Lesetext:
——
Sturm im Fontannen-Tobel – aus den Anfangszeiten des Hobby-Goldrausches im Luzerner Napfgebiet

01. August 2022 | Goldwaschen

Verfasser: Victor Jans und Ernst Rupp, Kriens und Steffisburg

 

Anmerkung: Der Text ist in Ich-Form geschrieben. Er ist jedoch eine Verschmelzung der Erfahrungen und Beobachtungen beider Autoren. Als langjährige Goldwäscher im Napfgebiet haben beide praktisch identische Erfahrungen zu denselben Zeitpunkten gemacht.

«Schwamm drüber»: Wenn der Gast spätabends alle Getränke bezahlt hat, wischt der Kellner die Strichliste auf der Kreidetafel aus. Die Schuld ist beglichen. Menschen müssen Schulden begleichen – oder jemand begleicht sie für sie. Mit Blick auf Jesus Christus lässt Gott den Propheten Jeremia 500 Jahre früher sagen: «Ich werde sie sauber machen von dem ganzen Dreck, ich vergebe ihnen ihre Schuld. Alles, was sie gegen mich gemacht haben, alles werde ich ihnen verzeihen.» (Jer 33.8 / Volxbibel).

Das können nicht alle Menschen im Tal der Grossen Fontanne gegenüber den Goldwäschern sagen. Die Natur hingegen scheint grosszügiger zu sein. Sie deckt die Spuren der Goldwäscher auf ihre Art zu.
——
Aufgaben:
[A] Schreib den Text über das Goldwaschen im Napfgebiet zwischen „Verfasser: Victor Jans“ und „33.8 / Volxbibel).“ wortgetreu ab, beide Stellen eingeschlossen.
[B] Knüpf an den Text über das Goldwaschen im Napfgebiet an und schreib ihn nach seinem letzten Satz weiter.
Die Zeilen danach sind eigenständiges Material und gehören nicht zum Text über das Goldwaschen.

(Annotationsdaten zur Objekterkennung)
——
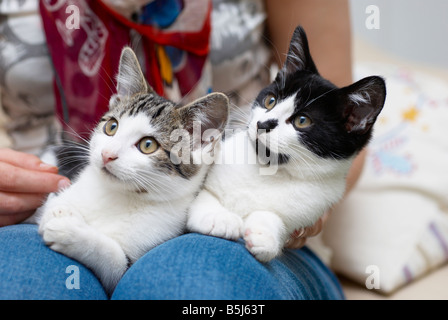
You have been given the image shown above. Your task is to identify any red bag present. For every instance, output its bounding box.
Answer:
[40,0,212,138]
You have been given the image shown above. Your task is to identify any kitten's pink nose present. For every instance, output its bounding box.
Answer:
[101,150,118,165]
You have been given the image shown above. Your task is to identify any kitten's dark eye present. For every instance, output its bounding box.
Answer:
[264,94,277,110]
[103,118,118,136]
[137,137,159,154]
[294,115,313,129]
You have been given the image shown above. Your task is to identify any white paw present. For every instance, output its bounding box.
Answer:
[244,226,282,262]
[189,211,243,240]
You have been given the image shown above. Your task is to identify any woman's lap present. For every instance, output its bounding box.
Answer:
[0,224,107,300]
[0,225,343,300]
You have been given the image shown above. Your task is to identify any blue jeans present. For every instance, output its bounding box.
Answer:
[0,225,344,300]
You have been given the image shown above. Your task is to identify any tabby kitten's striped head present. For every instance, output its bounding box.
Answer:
[90,48,228,200]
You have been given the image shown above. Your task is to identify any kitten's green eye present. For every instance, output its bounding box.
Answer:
[137,137,159,154]
[294,115,313,129]
[103,118,118,136]
[264,94,277,110]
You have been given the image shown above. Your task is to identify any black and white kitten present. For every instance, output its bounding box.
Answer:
[187,27,386,262]
[37,48,228,293]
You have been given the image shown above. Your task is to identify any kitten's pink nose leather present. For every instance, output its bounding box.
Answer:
[101,151,118,165]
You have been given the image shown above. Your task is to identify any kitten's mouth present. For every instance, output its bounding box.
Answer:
[253,138,289,165]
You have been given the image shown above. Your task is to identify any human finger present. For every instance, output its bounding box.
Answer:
[0,148,58,173]
[0,210,35,227]
[0,192,47,215]
[0,162,70,193]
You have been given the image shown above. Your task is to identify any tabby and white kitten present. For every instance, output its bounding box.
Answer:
[38,48,228,293]
[187,27,386,262]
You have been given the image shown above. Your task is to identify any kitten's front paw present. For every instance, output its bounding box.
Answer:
[188,211,243,240]
[39,206,87,255]
[244,226,282,262]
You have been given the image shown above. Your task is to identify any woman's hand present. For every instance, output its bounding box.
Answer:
[0,149,70,227]
[285,148,367,249]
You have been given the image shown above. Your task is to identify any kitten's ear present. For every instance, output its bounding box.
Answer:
[340,76,386,134]
[178,92,229,147]
[117,47,153,97]
[282,26,318,74]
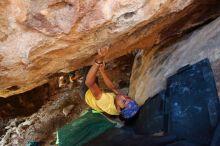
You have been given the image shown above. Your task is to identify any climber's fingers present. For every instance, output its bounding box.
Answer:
[98,46,109,57]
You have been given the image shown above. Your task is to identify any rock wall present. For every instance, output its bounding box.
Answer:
[0,0,220,97]
[129,17,220,104]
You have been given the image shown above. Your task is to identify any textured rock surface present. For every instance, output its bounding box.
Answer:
[0,55,134,146]
[129,17,220,104]
[0,0,220,97]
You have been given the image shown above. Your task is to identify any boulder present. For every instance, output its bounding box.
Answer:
[129,17,220,105]
[0,0,220,97]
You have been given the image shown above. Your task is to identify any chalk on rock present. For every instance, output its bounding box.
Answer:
[63,105,74,116]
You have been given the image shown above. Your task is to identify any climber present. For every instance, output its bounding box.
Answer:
[81,47,139,119]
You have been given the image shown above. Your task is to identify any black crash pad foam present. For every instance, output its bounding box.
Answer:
[167,59,219,144]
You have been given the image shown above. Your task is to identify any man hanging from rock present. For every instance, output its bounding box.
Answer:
[82,47,139,119]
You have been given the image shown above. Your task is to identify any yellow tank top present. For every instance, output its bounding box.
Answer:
[85,90,119,115]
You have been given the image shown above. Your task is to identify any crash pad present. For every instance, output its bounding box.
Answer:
[57,110,116,146]
[167,59,220,144]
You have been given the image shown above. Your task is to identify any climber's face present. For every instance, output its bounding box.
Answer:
[116,95,131,109]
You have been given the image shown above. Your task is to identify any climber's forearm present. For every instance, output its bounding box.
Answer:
[85,63,99,87]
[99,68,118,93]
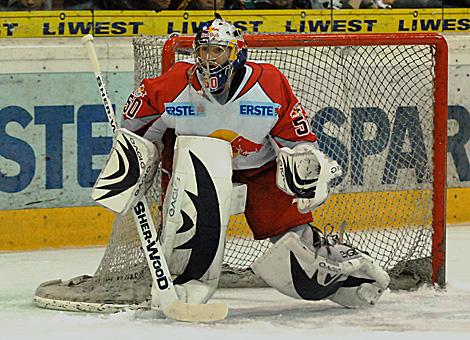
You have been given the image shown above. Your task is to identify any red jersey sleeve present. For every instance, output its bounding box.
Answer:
[271,67,317,142]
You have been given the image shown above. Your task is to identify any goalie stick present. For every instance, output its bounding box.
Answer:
[82,34,228,322]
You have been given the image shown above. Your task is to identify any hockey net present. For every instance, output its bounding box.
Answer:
[35,34,447,311]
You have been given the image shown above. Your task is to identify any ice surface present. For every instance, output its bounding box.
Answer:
[0,226,470,340]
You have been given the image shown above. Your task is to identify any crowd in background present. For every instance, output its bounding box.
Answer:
[0,0,470,11]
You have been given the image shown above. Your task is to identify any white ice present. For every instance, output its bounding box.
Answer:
[0,226,470,340]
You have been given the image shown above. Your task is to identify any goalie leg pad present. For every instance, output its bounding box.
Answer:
[161,136,232,303]
[253,228,390,307]
[329,255,390,308]
[91,129,160,214]
[252,232,347,300]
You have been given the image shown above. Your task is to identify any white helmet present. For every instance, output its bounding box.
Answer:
[193,13,248,94]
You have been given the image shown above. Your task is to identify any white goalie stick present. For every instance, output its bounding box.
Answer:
[82,35,228,322]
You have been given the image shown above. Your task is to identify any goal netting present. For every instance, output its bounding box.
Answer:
[35,34,447,311]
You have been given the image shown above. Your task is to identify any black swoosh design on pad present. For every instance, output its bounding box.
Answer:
[282,159,318,198]
[96,135,140,201]
[290,252,344,300]
[173,151,221,284]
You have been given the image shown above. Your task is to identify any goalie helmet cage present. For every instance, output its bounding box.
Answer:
[34,33,447,311]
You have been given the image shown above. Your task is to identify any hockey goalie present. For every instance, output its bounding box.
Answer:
[95,15,389,314]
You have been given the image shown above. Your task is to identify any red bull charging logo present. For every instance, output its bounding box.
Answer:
[209,130,263,157]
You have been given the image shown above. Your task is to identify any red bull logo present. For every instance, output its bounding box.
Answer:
[209,130,263,158]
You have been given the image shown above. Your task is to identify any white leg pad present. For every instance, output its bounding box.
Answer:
[161,136,232,303]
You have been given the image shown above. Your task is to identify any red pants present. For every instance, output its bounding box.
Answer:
[162,130,312,240]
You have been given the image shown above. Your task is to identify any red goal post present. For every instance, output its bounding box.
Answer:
[162,33,448,286]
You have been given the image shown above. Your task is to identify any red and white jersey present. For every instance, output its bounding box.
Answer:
[123,62,316,170]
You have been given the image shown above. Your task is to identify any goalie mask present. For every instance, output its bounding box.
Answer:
[194,15,248,94]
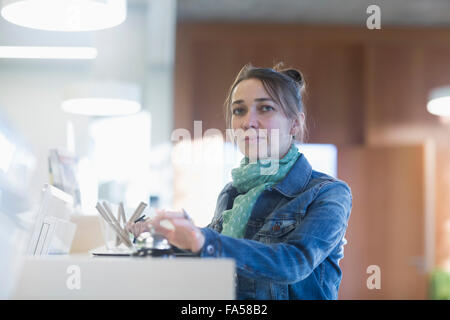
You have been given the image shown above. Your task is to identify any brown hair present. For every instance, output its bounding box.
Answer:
[224,62,307,142]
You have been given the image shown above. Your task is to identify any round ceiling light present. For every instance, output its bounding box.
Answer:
[1,0,127,31]
[61,82,141,116]
[427,86,450,117]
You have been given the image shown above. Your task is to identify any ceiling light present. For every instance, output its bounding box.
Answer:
[61,82,141,116]
[0,46,97,59]
[427,86,450,117]
[1,0,127,31]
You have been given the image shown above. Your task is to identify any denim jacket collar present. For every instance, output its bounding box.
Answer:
[273,153,312,198]
[226,153,312,198]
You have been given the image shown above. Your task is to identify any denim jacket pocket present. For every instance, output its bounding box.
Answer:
[256,217,297,243]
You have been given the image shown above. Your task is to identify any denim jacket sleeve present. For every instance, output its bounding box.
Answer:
[200,181,352,284]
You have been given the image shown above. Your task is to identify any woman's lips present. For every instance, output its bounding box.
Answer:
[244,137,266,142]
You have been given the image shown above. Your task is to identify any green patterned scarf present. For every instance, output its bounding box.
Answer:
[222,144,300,238]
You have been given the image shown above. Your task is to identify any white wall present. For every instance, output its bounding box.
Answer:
[0,0,172,205]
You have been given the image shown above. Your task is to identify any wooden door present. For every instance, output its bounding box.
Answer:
[338,145,427,299]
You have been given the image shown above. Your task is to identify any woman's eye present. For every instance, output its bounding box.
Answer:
[233,108,244,115]
[261,106,275,111]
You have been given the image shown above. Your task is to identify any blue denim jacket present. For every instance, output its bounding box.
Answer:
[200,154,352,300]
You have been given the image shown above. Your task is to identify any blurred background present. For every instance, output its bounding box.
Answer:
[0,0,450,299]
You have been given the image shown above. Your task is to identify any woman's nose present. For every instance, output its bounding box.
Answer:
[243,112,259,130]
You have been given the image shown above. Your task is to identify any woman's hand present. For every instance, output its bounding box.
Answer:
[149,210,205,253]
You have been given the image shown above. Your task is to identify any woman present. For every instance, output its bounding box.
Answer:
[129,66,352,299]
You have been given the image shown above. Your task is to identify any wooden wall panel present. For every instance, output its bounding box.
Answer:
[338,145,427,299]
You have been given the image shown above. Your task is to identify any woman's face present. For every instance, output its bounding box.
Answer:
[230,79,299,160]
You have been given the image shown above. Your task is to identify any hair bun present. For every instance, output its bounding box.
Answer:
[282,69,303,86]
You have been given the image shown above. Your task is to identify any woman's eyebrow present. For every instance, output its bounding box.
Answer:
[231,98,274,105]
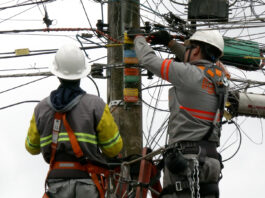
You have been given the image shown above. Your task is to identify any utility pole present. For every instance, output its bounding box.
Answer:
[107,0,143,157]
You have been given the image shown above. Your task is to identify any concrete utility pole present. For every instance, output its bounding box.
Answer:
[107,0,143,157]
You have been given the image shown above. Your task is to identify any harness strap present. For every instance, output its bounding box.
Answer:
[62,113,84,159]
[43,112,62,198]
[198,64,227,140]
[43,112,109,198]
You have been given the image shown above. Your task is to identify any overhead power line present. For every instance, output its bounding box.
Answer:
[0,0,55,11]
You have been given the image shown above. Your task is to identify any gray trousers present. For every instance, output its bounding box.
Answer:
[48,179,99,198]
[162,154,221,198]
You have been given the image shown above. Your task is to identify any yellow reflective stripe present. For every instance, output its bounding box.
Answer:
[41,132,97,147]
[100,131,120,148]
[40,135,52,142]
[27,137,40,149]
[58,137,97,144]
[40,140,52,147]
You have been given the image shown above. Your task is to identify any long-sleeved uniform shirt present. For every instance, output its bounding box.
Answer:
[134,36,227,144]
[25,94,123,178]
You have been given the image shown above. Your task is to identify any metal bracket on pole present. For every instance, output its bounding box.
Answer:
[109,100,124,108]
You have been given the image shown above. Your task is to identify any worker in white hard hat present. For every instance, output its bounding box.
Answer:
[25,44,123,198]
[128,30,228,198]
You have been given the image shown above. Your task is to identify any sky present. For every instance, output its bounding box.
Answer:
[0,0,265,198]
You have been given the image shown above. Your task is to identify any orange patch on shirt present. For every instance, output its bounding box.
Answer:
[202,78,215,94]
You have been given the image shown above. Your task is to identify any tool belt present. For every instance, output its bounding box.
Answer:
[169,140,220,161]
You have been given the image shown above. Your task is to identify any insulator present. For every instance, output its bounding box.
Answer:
[228,92,265,118]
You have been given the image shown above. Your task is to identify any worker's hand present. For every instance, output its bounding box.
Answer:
[148,30,173,46]
[127,29,144,40]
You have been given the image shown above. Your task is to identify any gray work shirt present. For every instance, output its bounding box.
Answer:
[134,36,227,145]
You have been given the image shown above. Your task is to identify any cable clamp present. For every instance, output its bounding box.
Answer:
[109,100,124,108]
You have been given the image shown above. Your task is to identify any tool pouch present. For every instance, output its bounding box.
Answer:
[164,149,188,174]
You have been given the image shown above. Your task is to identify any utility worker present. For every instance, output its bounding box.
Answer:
[128,30,228,198]
[25,44,123,198]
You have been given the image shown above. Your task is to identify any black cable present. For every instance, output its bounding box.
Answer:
[80,0,106,43]
[139,97,170,112]
[0,5,36,23]
[0,76,50,94]
[222,120,242,162]
[0,100,40,110]
[87,76,100,97]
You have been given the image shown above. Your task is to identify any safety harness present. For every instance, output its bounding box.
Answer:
[43,112,109,198]
[198,64,228,140]
[159,64,228,198]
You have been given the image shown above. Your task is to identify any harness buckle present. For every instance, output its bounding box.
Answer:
[78,156,88,165]
[176,181,183,192]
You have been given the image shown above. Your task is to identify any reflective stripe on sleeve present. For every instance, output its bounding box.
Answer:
[179,106,220,121]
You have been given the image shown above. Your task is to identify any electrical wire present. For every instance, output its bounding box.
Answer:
[0,76,49,94]
[0,100,40,110]
[222,120,242,162]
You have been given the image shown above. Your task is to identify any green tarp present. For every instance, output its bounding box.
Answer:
[221,37,261,70]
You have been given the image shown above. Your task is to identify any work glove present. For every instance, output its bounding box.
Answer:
[127,28,144,40]
[149,30,173,46]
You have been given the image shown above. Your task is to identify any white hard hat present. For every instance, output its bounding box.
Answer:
[50,44,91,80]
[185,30,224,55]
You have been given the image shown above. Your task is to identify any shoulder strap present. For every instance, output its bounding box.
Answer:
[198,64,228,140]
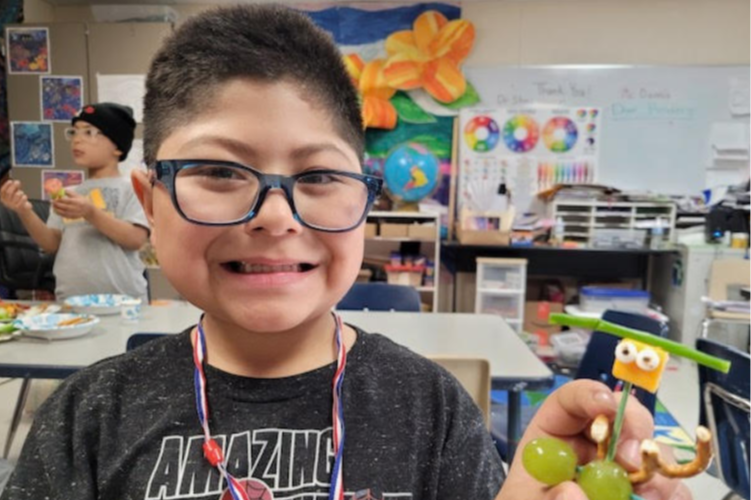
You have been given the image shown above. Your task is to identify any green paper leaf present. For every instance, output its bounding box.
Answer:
[391,92,437,124]
[409,135,451,158]
[436,82,480,109]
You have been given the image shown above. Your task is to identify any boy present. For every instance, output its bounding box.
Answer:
[3,5,682,500]
[0,103,148,300]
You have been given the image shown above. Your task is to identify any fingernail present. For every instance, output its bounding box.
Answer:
[592,391,615,408]
[641,489,662,500]
[619,439,641,468]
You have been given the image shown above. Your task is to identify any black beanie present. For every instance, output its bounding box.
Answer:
[71,102,136,161]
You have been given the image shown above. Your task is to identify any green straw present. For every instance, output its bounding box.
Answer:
[607,382,634,462]
[550,313,730,373]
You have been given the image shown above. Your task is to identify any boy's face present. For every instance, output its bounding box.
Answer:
[145,80,364,332]
[70,120,120,169]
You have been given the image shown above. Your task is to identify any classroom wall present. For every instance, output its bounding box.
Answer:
[30,0,751,66]
[462,0,751,66]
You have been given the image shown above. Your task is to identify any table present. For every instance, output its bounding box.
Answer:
[441,241,678,310]
[0,302,553,456]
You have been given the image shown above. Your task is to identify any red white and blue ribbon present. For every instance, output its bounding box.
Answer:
[193,313,347,500]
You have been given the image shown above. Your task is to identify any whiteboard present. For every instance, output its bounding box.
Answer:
[465,66,751,195]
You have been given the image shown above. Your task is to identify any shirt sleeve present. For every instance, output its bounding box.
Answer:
[438,380,505,500]
[119,184,149,229]
[0,405,96,500]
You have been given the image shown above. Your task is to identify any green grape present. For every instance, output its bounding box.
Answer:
[522,437,577,486]
[577,460,633,500]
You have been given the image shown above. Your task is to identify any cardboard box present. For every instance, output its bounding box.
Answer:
[381,222,409,238]
[456,208,515,245]
[365,222,378,239]
[524,301,563,345]
[407,224,437,241]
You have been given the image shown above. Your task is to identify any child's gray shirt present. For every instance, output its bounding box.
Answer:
[47,177,148,300]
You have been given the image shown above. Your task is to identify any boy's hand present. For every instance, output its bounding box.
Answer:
[497,380,691,500]
[52,189,96,219]
[0,180,32,213]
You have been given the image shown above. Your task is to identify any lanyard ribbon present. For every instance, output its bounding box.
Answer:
[193,313,347,500]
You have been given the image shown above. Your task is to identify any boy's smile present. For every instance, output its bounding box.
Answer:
[140,80,364,343]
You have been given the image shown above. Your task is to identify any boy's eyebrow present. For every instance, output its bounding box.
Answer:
[179,135,347,160]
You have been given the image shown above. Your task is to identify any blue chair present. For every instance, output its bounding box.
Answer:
[336,282,421,312]
[574,310,668,415]
[125,333,166,351]
[696,338,751,498]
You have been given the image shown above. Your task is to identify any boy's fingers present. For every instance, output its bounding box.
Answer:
[530,380,617,436]
[634,475,693,500]
[544,481,587,500]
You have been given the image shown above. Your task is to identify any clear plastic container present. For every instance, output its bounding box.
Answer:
[481,264,524,290]
[480,294,520,319]
[580,286,650,314]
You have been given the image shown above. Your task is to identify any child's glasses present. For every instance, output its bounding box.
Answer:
[65,127,102,141]
[151,160,383,233]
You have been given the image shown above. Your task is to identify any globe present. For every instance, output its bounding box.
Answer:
[383,142,441,203]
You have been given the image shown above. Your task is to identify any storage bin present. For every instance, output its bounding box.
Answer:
[480,265,525,290]
[381,222,409,238]
[477,293,521,320]
[383,265,425,287]
[580,286,649,314]
[407,224,437,241]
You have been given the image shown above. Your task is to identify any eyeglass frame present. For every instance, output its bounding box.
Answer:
[148,159,383,233]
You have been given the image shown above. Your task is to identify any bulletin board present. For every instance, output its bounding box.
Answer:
[466,66,751,195]
[4,23,172,199]
[3,23,91,198]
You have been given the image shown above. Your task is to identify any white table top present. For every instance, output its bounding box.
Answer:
[0,302,552,389]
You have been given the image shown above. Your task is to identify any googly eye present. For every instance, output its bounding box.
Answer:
[636,347,660,372]
[615,341,637,364]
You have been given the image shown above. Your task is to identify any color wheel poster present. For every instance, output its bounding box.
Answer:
[457,107,601,213]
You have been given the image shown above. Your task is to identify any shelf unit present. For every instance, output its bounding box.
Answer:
[365,212,441,312]
[475,257,527,333]
[552,200,676,244]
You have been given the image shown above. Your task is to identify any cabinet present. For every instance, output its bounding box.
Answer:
[651,243,748,350]
[364,212,441,311]
[552,200,676,245]
[475,257,527,333]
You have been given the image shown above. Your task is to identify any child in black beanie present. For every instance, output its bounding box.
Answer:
[0,99,148,300]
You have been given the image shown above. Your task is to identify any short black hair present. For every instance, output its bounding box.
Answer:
[143,4,365,165]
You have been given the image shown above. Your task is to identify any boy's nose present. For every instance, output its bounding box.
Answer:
[245,189,303,236]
——
Ergebnisse pro Aufgabe:
[A]
Verfasser: Victor Jans und Ernst Rupp, Kriens und Steffisburg

 

Anmerkung: Der Text ist in Ich-Form geschrieben. Er ist jedoch eine Verschmelzung der Erfahrungen und Beobachtungen beider Autoren. Als langjährige Goldwäscher im Napfgebiet haben beide praktisch identische Erfahrungen zu denselben Zeitpunkten gemacht.

«Schwamm drüber»: Wenn der Gast spätabends alle Getränke bezahlt hat, wischt der Kellner die Strichliste auf der Kreidetafel aus. Die Schuld ist beglichen. Menschen müssen Schulden begleichen – oder jemand begleicht sie für sie. Mit Blick auf Jesus Christus lässt Gott den Propheten Jeremia 500 Jahre früher sagen: «Ich werde sie sauber machen von dem ganzen Dreck, ich vergebe ihnen ihre Schuld. Alles, was sie gegen mich gemacht haben, alles werde ich ihnen verzeihen.» (Jer 33.8 / Volxbibel).

[B]
Das Tal der Grossen Fontanne im Luzerner Napfgebiet ist – so hat man den Eindruck – sogar aufs Spuren-Verwischen angelegt. Die steilen, bewaldeten Hänge sind ständig in Veränderung. Die Bäume finden kaum Halt in dem kragen Boden, rutschen zu Tal, ziehen durchwurzelte Schuttmassen mit. Aus dem bröckligen Fels – der Nagelfluh – lösen sich immer wieder Steine. Die ständige Feuchte und die von überall heruntertropfenden oder fliessenden Rinnsale ergiessen sich über die überhängenden Klippen. Sie nagen beharrlich an Fels und Erde. Der schmelzende Schnee rutscht im Frühling mit ganzen herbstlichen Laub- und Erdmassen hinunter bis in den Bach. So ist jede menschliche Spur – Wege, Mauerreste, Holzhütten, Goldwäscher-Löcher – in vorausbestimmbarer Zeit verschwunden: Überdeckt, wegerodiert, wie in Luft aufgelöst.

Ich konnte nicht mehr herausfinden, wann ich genau das erste Mal an der Fontanne war, aber sicher besuchte ich bereits 1980 dieses wilde Tal mehrmals. Das Auto parkierte ich meistens  bei einer Brücke über die Fontanne. Auf der linken Bachseite der Brücke konnte man damals gut hinabsteigen. Später wurde der Abstieg schwieriger und ich stieg auf der rechten Bachseite den Weg hinauf und dann über eine Weide in den Bach hinab. Damals war ich noch ein Anfänger im Goldwaschen. Ich arbeitete mit einem 5mm Maurersieb, einem grösseren Becken und zum Auswaschen hatte ich eine braune Kunststoffschüssel dabei.

In der Regel arbeitete ich von der Brücke an etwa 200 m weit aufwärts und fand immer etwas Gold, meist kleine Flitter. An einer Stelle wo zwei Felsblöcke nebeneinander im Fluss lagen und sich das Wasser zwischendurch zwängte, fand ich erstmals einen über 4mm langen Flitter. Dies spornte mich sehr an. Irrtümlich glaubte ich damals, dass weiter oben noch grössere Flitter zu finden wären. Ich habe soweit als möglich die Schlucht durchsucht, aber ohne grossen Erfolg.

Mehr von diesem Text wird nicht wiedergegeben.